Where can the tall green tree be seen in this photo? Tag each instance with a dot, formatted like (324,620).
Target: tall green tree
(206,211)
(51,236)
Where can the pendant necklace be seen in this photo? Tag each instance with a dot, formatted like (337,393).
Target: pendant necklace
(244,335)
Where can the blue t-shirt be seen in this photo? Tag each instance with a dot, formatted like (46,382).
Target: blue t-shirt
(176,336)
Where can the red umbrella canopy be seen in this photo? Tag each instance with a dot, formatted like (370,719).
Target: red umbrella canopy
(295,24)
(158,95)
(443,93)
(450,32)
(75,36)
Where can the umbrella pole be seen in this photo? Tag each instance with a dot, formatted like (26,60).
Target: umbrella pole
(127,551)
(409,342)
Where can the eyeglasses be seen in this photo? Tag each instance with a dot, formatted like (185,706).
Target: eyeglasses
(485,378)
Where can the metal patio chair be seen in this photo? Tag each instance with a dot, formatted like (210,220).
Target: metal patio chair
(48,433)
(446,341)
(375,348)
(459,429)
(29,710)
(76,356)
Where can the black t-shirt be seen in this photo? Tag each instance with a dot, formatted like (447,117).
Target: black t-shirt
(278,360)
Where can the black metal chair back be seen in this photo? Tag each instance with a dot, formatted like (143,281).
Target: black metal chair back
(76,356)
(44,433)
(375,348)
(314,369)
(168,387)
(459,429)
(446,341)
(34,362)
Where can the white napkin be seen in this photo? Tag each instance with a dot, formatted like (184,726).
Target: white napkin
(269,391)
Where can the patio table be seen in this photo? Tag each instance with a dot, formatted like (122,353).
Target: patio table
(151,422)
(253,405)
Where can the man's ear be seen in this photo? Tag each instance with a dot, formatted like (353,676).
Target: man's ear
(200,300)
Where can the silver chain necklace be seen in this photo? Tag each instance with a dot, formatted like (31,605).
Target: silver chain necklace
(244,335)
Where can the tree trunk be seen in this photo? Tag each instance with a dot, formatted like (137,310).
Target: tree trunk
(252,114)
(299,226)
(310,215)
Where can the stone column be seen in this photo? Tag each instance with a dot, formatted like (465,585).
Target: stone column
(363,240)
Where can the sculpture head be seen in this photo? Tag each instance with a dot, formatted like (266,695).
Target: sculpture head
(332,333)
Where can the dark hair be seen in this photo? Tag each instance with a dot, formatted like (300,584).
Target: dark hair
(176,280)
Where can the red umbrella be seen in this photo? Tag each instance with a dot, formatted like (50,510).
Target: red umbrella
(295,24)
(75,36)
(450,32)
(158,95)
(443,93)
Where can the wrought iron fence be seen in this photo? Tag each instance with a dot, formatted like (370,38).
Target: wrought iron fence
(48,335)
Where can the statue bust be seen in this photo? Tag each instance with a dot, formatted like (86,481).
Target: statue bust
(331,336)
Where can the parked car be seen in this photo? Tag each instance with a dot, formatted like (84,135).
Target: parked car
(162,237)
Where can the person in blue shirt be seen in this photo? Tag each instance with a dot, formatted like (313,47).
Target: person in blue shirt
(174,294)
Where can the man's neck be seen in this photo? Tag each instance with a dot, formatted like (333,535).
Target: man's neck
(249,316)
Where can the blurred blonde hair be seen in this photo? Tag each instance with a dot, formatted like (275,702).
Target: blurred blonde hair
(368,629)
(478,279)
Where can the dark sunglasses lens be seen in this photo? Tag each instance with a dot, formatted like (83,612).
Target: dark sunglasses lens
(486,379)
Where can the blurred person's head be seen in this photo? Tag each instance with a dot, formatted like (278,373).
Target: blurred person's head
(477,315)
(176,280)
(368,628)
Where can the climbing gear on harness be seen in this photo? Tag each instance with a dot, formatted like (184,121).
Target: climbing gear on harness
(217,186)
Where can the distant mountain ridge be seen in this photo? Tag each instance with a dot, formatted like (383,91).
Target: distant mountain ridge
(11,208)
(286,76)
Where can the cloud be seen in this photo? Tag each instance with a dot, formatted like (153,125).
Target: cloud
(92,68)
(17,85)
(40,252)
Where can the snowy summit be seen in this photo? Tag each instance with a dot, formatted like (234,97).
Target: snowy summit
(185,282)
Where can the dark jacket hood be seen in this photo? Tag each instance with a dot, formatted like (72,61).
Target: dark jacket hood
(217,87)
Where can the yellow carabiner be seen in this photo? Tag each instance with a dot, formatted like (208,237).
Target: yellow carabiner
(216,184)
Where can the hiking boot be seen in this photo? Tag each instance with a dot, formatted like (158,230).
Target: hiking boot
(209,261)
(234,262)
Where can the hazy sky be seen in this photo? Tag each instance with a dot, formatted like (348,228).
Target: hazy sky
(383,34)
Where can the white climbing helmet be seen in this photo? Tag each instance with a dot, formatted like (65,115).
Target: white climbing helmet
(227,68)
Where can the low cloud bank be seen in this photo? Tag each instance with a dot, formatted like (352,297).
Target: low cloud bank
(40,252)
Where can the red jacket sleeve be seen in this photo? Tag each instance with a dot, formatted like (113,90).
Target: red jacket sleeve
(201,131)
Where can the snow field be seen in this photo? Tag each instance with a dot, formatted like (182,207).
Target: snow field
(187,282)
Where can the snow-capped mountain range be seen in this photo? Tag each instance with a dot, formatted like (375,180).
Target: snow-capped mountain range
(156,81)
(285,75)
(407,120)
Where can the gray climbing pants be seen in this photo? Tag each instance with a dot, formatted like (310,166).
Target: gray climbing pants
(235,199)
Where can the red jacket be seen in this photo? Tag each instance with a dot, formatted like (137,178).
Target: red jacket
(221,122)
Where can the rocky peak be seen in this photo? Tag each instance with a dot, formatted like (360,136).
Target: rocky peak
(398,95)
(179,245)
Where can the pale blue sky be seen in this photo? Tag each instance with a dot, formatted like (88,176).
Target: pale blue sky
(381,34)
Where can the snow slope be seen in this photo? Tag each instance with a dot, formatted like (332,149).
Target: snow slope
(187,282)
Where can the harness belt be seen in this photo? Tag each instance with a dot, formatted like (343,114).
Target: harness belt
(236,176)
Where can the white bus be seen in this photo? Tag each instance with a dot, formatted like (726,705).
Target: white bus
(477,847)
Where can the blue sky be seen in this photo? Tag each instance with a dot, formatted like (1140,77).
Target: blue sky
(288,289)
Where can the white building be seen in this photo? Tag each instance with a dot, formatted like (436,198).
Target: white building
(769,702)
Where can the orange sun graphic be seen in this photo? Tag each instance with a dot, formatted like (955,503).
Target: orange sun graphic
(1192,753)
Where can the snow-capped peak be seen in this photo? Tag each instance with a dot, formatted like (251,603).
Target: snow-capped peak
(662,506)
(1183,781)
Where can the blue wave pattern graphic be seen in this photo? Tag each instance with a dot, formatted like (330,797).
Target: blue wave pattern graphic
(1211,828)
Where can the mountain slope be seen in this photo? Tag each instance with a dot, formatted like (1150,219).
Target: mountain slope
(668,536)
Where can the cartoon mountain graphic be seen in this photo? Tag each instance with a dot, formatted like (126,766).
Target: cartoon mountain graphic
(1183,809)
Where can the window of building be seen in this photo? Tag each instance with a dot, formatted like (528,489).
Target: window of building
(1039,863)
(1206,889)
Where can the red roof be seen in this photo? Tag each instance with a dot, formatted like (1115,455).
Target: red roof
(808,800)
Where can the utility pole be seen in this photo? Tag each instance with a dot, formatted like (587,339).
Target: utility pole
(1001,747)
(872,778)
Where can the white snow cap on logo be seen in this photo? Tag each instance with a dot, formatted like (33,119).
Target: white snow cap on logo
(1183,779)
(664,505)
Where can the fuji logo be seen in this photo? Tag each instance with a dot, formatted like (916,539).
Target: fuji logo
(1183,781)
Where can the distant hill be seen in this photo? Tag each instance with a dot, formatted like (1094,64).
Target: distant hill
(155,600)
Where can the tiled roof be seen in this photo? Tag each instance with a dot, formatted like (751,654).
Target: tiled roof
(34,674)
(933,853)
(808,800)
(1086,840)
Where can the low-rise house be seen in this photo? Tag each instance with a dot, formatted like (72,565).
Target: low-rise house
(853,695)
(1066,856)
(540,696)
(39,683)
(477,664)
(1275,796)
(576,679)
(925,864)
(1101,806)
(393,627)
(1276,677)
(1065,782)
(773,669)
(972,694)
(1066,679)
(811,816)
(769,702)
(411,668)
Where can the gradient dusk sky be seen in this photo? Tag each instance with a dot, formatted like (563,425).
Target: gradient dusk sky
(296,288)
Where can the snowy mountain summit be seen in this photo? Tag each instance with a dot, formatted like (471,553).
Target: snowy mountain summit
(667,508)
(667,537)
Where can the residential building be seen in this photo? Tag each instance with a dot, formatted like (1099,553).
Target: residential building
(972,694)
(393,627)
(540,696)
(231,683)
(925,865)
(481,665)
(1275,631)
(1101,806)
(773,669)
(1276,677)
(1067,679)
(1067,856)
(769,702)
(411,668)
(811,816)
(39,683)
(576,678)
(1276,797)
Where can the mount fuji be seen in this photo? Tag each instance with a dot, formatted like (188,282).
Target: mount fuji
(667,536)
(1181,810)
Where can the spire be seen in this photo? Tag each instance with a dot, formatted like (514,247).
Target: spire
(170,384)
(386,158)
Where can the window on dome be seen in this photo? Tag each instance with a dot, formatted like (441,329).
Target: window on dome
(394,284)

——————————

▶ [Your objective] Could you reproduce, word for word, everything in the records above from the line containing "Where can the snowy mountain" down to the very end, including both the starting line and the last line?

▶ [Completed task]
Where can the snowy mountain summit be seen in this photo? Tag each instance with a dot, formatted like (471,553).
Target: snowy mountain summit
(667,508)
(667,537)
Where can the residential building be seen in this photo? Tag each instance with a dot, formatted like (1099,553).
Target: residential building
(972,694)
(393,627)
(540,696)
(231,683)
(925,865)
(481,665)
(1275,631)
(1101,806)
(773,669)
(1276,677)
(1067,679)
(1067,856)
(769,702)
(411,668)
(811,816)
(39,683)
(576,678)
(1276,797)
Where can the mount fuji be seen in this photo? Tag each instance with a dot, formatted like (188,282).
Target: mount fuji
(667,536)
(1181,810)
Where can the spire be seen in this photo? Tag each instance with a dot, formatted like (514,247).
Target: spire
(170,384)
(386,158)
Where can the window on dome be seen in this photo? Tag each instance with a dot, formatted like (441,329).
Target: window on dome
(394,284)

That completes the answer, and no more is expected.